In the sermon, which HBO series does the New York Times column compare with Downton Abbey?

| Supplied passage |
::::::

What’s Worth Having – First Sunday of Lent – the Church of St. Michael and St. George

A sermon from the Rev. Jordan Hylden

What’s Worth Having                                          Luke 4:1-13

I’m tempted to say that temptation isn’t what it used to be.  Recently, I came across a column in the New York Times[1] that compared the period drama Downton Abbey with the very much here-and-now HBO series Girls.  Much of the drama of Downton, the column observed, comes from the way in which the characters chafe against the duties and restrictions of their roles, in a world where there’s a very specific place for everything and everyone.  Can the daughter run off with the chauffeur?  Can the servants move up in the world?  Will middle-class cousin Matthew ever really be one of them?  Can you follow your heart, even when duty and role says you mustn’t?  Wouldn’t following your heart be somehow not properly English?  And so on, and so forth.

Of course we know that, eventually, the old world of Lord Grantham will give way to the modern world that you and I live in, as portrayed so well by Lena Dunham’s series Girls.  The show depicts a group of twenty-something women in today’s New York City, all of them trying to find love and happiness in one form or another, and all of them floundering rather sadly.  Apparently, though I admittedly haven’t watched it, the show is a sort of anti-Sex in the City, with all of the freedom but none of the glamour.  The girls live at the end of the social process that the world of Downton started, and by now there’s just no drama to be had about resisting temptation, about the clash between duty and desire—the girls are pretty much free to do what they want, to follow their hearts and desires without having to worry about class boundaries or religion or social norms getting in the way.  In almost every respect, they’re freer than the inhabitants of Downton Abbey, and in many respects we’d probably judge that to be a good thing.  The problem is that none of their free choices seem to have much meaning, carry much weight, make any lasting difference, or lead to real happiness. As the Times critic puts it, “What begins on Downton as a new liberty to follow your heart, to dare love that others find unwise, has culminated in Girls in romantic pursuits that are dully mercenary and often unwise.”

::::::

Annotation dataset entries
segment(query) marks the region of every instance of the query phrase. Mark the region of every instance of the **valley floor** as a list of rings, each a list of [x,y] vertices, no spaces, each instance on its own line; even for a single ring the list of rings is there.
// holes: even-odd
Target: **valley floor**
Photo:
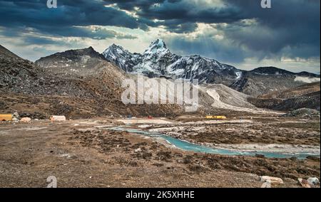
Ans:
[[[319,157],[196,153],[157,138],[111,130],[120,126],[208,147],[304,152]],[[0,123],[0,187],[46,187],[50,176],[56,177],[58,187],[260,187],[263,175],[283,179],[273,187],[300,187],[297,178],[320,179],[320,120],[292,118]]]

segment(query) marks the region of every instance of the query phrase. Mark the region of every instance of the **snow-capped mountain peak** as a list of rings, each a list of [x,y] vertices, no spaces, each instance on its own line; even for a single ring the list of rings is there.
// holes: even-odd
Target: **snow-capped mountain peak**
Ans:
[[[106,59],[115,63],[125,71],[133,70],[134,63],[132,58],[134,58],[135,54],[131,53],[123,47],[113,44],[103,51],[103,55]]]
[[[155,53],[156,52],[160,52],[160,51],[166,51],[168,50],[168,49],[167,49],[165,42],[161,39],[157,39],[157,40],[153,41],[151,43],[148,48],[147,48],[146,51],[145,51],[144,53],[145,54],[151,54],[151,53]]]

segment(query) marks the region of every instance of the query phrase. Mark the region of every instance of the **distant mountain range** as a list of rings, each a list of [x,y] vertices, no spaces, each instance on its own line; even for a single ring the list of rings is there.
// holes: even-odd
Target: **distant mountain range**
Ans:
[[[113,44],[103,53],[105,58],[130,73],[150,78],[198,79],[200,84],[223,84],[252,96],[320,81],[320,75],[294,73],[275,67],[246,71],[200,55],[173,54],[165,42],[157,39],[142,53],[131,53]]]
[[[253,112],[258,112],[256,107],[307,107],[320,110],[320,85],[300,93],[294,90],[307,83],[320,83],[320,75],[274,67],[241,70],[200,55],[173,54],[161,40],[153,41],[142,54],[113,45],[103,53],[89,47],[57,53],[35,63],[0,46],[0,110],[36,112],[35,117],[182,114],[183,107],[178,105],[124,105],[121,82],[137,73],[150,78],[198,79],[198,112],[203,115],[217,109]],[[291,96],[281,97],[280,92]],[[273,95],[277,97],[271,97]]]

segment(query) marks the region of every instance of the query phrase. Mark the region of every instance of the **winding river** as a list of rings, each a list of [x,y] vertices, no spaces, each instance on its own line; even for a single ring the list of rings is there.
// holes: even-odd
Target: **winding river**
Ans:
[[[250,156],[255,155],[264,155],[267,158],[291,158],[297,157],[299,159],[304,159],[308,156],[315,156],[311,154],[306,153],[295,153],[295,154],[282,154],[277,152],[240,152],[236,150],[230,150],[225,149],[213,148],[196,144],[190,143],[187,141],[180,140],[172,137],[165,135],[159,132],[152,132],[148,131],[143,131],[141,129],[126,128],[123,127],[111,127],[109,129],[114,131],[124,131],[131,133],[141,134],[150,137],[160,138],[165,140],[170,144],[174,146],[176,148],[180,149],[185,151],[191,151],[194,152],[215,154],[228,156]]]

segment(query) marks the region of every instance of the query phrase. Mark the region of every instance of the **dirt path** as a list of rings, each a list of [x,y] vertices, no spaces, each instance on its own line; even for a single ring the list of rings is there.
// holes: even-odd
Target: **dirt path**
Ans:
[[[263,174],[297,187],[295,178],[320,176],[320,160],[185,152],[106,129],[116,122],[0,124],[0,187],[46,187],[49,176],[58,187],[260,187]]]

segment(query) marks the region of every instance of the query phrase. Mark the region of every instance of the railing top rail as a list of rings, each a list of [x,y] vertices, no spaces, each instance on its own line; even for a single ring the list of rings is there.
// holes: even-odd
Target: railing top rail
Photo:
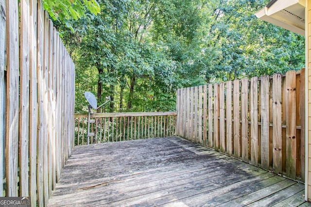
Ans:
[[[93,118],[104,117],[123,117],[128,116],[169,116],[177,115],[176,111],[160,111],[160,112],[121,112],[114,113],[91,113]],[[87,113],[75,113],[75,118],[87,118]]]

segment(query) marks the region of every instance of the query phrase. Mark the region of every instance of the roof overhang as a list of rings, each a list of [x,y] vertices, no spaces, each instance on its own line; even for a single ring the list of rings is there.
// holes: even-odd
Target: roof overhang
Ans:
[[[306,0],[272,0],[255,15],[257,17],[305,36]]]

::::::

| Result of this task |
Girls